To me, this is the purpose of God’s precepts, statutes, laws, commands, word and decrees (as they are variously described in Psalm 119). It’s not that He is some divine spoilsport, saying, “You can’t do this; you can’t do that.” Rather, as our Designer, God knows what’s best for us – and cared enough to offer us a manual (the Bible) and give us protective boundaries.

As someone has said, “If sin wasn’t any fun, we wouldn’t want to do it.” But just because it’s fun, that doesn’t mean it’s good for us – or right. Lust, greed, dishonesty and various other vices may appease the psyche, but we’re none the better for any of them. And whenever we participate in them, we damage others in the process.

That’s why, “All Scripture…is useful for teaching, rebuking, correcting and training in righteousness” (2 Timothy 3:16).

Wednesday, October 7, 2009

Faith: A Private Matter?

Recently a controversy erupted over high school cheerleaders displaying banners with Bible passages before football games. The “the wall of separation between church and state” debate ensued.

This also rekindles the similar discussion of whether one’s faith is a private matter to be kept to oneself. Civil persons don’t argue over politics and religion, do they?

***

§ Tasks to carry out:
a) Answer these questions using the faith blog excerpt:
(i) Which psalm does it cite for the various terms used for God's precepts?
(ii) What four uses of Scripture does the quotation from 2 Timothy 3:16 list?
(iii) What were the high school cheerleaders displaying before football games?
b) Write the next part of the faith blog excerpt, picking up right after its final sentence.

§ Record extracts:
***

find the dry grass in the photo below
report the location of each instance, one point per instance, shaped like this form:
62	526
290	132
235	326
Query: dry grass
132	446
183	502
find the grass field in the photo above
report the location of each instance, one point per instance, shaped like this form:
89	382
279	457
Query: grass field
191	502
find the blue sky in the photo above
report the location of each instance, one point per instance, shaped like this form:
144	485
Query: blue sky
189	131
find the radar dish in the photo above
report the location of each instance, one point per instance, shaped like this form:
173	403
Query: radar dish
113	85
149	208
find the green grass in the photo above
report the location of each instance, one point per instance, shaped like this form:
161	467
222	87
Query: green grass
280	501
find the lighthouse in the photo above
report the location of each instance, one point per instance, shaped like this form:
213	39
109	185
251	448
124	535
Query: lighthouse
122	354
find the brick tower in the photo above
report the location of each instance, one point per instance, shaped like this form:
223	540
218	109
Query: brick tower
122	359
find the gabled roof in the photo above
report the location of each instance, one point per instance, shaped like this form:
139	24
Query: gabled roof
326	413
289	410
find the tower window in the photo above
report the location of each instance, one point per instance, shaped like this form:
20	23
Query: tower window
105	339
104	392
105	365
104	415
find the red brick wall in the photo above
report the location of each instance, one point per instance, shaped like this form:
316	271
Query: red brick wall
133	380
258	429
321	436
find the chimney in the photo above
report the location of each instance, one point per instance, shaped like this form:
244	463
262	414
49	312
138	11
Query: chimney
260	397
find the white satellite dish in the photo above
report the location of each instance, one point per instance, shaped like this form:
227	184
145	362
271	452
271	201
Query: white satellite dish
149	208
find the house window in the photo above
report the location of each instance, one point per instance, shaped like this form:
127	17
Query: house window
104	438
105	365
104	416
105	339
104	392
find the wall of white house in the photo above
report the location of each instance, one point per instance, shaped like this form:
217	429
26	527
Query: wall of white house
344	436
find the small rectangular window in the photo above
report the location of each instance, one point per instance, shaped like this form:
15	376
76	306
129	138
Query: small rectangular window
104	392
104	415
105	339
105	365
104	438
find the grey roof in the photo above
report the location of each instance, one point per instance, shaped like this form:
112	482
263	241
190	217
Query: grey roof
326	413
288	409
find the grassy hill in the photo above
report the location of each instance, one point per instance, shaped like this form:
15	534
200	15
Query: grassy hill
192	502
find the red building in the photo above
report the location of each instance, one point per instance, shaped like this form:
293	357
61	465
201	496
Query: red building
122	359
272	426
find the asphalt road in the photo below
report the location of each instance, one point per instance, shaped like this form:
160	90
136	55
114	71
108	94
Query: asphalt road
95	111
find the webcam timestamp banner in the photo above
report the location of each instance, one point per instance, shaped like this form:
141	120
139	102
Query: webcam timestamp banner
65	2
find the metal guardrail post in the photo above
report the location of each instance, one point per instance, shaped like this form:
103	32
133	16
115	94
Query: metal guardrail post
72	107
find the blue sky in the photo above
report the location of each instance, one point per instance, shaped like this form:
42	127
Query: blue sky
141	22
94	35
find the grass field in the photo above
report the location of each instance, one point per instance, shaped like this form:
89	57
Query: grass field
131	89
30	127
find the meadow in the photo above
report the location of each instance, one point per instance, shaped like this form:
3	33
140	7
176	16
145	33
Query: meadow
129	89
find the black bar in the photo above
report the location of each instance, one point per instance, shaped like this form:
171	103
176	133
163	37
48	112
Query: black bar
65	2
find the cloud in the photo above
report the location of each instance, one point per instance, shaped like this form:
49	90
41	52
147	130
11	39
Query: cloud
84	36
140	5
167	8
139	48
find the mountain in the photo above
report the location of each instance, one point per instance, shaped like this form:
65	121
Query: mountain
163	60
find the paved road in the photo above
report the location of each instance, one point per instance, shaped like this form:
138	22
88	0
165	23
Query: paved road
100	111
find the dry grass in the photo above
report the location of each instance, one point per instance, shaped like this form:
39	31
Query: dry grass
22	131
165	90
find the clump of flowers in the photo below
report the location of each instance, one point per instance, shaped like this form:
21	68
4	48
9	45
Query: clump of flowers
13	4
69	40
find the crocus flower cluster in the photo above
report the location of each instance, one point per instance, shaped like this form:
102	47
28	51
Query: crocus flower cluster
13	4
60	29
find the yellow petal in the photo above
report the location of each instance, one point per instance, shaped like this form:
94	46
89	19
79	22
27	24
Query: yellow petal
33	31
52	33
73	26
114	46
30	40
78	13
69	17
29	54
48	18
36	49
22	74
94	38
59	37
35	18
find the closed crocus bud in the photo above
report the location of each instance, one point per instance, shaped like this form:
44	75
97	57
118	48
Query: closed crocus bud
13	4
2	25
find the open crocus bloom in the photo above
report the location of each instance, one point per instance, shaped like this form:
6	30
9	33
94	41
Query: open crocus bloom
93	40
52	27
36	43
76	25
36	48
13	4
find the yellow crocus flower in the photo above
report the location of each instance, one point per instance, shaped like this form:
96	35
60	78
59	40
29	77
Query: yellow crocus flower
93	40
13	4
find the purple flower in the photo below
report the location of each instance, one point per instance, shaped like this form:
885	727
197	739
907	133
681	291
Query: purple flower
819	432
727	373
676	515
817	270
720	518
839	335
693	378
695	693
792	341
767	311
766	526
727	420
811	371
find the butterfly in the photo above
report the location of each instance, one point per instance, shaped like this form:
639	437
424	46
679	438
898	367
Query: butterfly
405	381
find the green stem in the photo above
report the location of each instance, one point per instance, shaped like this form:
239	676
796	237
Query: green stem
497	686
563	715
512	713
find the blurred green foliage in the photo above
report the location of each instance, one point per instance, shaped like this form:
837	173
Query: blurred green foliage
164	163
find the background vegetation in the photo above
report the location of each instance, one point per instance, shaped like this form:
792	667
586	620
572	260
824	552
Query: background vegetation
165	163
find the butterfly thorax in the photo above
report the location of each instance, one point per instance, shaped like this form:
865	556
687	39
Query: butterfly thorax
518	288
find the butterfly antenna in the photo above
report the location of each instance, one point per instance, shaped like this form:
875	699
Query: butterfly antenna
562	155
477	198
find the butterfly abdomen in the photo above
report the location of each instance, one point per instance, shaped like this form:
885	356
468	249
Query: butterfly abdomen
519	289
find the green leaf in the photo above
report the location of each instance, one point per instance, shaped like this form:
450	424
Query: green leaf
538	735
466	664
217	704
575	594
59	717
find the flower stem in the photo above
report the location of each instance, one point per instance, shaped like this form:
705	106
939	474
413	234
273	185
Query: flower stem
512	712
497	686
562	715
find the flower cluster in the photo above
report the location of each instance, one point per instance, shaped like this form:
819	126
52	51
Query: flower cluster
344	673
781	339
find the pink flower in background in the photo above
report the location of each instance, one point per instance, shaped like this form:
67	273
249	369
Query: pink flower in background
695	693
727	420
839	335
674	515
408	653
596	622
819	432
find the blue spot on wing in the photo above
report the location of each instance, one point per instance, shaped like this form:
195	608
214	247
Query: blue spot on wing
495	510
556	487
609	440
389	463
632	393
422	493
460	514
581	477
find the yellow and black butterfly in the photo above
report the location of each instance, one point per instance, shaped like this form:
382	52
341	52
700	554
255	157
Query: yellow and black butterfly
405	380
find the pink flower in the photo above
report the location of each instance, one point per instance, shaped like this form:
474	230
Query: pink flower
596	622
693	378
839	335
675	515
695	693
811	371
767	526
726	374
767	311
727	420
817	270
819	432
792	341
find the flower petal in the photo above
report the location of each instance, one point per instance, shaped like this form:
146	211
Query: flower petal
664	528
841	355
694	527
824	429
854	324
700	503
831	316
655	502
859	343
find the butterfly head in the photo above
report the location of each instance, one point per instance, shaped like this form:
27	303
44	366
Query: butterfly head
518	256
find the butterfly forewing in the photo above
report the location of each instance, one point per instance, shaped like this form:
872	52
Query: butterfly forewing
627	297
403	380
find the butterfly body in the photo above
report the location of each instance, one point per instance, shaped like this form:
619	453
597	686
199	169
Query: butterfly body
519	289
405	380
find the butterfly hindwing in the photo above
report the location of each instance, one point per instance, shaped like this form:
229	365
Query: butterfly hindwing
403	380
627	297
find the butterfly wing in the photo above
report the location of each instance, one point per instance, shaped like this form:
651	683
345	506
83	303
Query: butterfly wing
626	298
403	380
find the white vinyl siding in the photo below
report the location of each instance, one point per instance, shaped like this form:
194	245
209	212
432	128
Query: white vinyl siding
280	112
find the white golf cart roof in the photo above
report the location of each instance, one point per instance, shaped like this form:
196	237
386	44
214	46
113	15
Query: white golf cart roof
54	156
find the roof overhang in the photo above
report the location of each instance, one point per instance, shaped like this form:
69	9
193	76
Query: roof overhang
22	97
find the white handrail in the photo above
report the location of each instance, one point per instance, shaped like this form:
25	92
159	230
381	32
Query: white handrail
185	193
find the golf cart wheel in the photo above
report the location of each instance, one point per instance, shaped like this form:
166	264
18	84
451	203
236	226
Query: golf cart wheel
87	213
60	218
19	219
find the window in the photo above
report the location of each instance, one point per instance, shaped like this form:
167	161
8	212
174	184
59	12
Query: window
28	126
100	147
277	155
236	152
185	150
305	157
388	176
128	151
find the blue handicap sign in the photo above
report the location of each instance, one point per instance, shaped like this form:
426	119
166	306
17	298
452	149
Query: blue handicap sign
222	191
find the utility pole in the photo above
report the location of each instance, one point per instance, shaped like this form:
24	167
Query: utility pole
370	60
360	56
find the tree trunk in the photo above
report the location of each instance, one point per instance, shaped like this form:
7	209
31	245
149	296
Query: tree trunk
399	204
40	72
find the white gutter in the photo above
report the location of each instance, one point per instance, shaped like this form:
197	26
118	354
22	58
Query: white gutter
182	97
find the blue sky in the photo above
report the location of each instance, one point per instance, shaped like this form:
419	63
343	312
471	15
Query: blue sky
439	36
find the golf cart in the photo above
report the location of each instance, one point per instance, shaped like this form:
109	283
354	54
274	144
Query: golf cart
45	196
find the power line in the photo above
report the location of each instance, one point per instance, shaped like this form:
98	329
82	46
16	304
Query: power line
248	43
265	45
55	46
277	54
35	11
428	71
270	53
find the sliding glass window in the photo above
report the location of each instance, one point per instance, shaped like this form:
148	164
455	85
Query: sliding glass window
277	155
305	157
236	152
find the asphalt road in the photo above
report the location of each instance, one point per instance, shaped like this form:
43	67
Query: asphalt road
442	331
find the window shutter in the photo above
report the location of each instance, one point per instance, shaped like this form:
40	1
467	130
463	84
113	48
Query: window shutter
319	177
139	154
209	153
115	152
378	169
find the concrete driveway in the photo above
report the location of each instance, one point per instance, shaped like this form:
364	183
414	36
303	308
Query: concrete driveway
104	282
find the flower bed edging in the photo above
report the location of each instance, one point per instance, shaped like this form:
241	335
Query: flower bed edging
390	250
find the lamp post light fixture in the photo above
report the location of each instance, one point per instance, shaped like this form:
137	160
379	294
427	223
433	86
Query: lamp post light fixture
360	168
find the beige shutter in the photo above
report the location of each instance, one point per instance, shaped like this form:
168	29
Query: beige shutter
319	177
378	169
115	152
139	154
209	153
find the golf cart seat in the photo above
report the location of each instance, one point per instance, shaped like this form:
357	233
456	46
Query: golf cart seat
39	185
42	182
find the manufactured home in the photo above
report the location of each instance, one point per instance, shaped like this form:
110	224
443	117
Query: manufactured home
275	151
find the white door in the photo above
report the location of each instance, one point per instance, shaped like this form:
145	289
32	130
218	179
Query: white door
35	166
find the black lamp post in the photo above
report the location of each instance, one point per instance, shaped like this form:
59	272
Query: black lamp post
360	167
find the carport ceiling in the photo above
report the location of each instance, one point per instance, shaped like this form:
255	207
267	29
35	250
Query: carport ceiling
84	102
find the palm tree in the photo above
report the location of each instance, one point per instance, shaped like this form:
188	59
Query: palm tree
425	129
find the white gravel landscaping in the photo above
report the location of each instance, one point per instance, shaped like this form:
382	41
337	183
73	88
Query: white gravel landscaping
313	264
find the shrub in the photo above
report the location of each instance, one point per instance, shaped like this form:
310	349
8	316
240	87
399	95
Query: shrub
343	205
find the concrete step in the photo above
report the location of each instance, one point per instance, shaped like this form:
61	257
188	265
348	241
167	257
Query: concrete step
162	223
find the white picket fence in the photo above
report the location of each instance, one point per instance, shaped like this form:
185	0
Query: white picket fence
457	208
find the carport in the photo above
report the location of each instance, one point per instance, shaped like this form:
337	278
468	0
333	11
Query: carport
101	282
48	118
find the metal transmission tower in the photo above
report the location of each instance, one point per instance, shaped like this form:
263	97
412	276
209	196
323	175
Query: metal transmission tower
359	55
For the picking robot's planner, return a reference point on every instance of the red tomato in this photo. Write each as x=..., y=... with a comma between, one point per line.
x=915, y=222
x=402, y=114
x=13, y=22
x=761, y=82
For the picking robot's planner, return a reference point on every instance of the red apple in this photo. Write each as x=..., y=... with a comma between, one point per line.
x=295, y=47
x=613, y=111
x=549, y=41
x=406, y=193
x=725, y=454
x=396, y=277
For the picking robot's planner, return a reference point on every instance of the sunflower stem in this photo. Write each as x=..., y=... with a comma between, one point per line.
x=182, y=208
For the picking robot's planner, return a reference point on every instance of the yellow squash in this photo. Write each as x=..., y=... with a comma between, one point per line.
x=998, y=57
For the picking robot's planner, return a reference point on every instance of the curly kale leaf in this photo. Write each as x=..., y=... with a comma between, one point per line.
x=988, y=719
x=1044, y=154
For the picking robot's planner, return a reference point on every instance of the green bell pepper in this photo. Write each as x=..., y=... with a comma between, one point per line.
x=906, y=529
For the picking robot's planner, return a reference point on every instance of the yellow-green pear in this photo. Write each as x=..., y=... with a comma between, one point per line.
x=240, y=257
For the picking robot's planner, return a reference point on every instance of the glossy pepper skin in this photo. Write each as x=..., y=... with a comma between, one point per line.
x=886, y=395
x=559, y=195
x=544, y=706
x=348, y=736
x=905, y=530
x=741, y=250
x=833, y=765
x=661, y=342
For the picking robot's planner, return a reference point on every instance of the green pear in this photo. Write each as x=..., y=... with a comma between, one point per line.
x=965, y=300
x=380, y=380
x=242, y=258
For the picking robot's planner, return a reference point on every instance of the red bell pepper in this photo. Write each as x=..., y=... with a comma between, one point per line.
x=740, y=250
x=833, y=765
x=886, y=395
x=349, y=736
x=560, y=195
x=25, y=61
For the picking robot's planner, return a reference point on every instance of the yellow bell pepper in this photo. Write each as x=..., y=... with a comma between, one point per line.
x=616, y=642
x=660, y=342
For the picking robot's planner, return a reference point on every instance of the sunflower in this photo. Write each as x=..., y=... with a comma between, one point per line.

***

§ Results in order:
a)
(i) Psalm 119
(ii) Teaching, rebuking, correcting and training in righteousness
(iii) Banners with Bible passages

b)
Certainly what I believe is not something I should seek to impose on someone else. It would do no good anyway. “One convinced against his will is of the same opinion still,” the adage says. But if our faith is important to us, why wouldn’t we want to share it with others? We don’t hesitate to tell about favorite sports teams, books, music and websites.

Imagine somehow stumbling upon the cure for cancer, diabetes or some other disease. If we were to say, “I’m not sharing it with anyone. It’s a private matter,” we would spark no limit of public outrage. The entire human race is afflicted with a spiritual cancer – it’s called “sin.” And the cure, according to the Scriptures, is Jesus Christ. He said, “I am the way and the truth and the life. No one comes to the Father except through me” (John 14:6).

Jesus said that; I didn’t. Frankly, for the sakes of non-believing friends and relatives, I often wish there were many ways to God, rather than the singular way that Jesus declares. But that’s not my decision.

Convinced of that, I also recognize that my faith is not a private matter. Therefore, it’s my duty to always be ready to give an answer to anyone who asks the reason for the hope that I have (1 Peter 3:15). To do otherwise would be to deny them access to the cure for the cancer that has struck us all.

Thursday, October 1, 2009

High on the Mountaintop

Living in Chattanooga, Tennessee is literally a mountaintop experience. We have majestic views available from Lookout Mountain and Signal Mountain; even a panorama of seven states from Rock City on a clear day.

My wife and I live atop a hill on a cul-de-sac, so just waking up each morning is a mountaintop experience of sorts.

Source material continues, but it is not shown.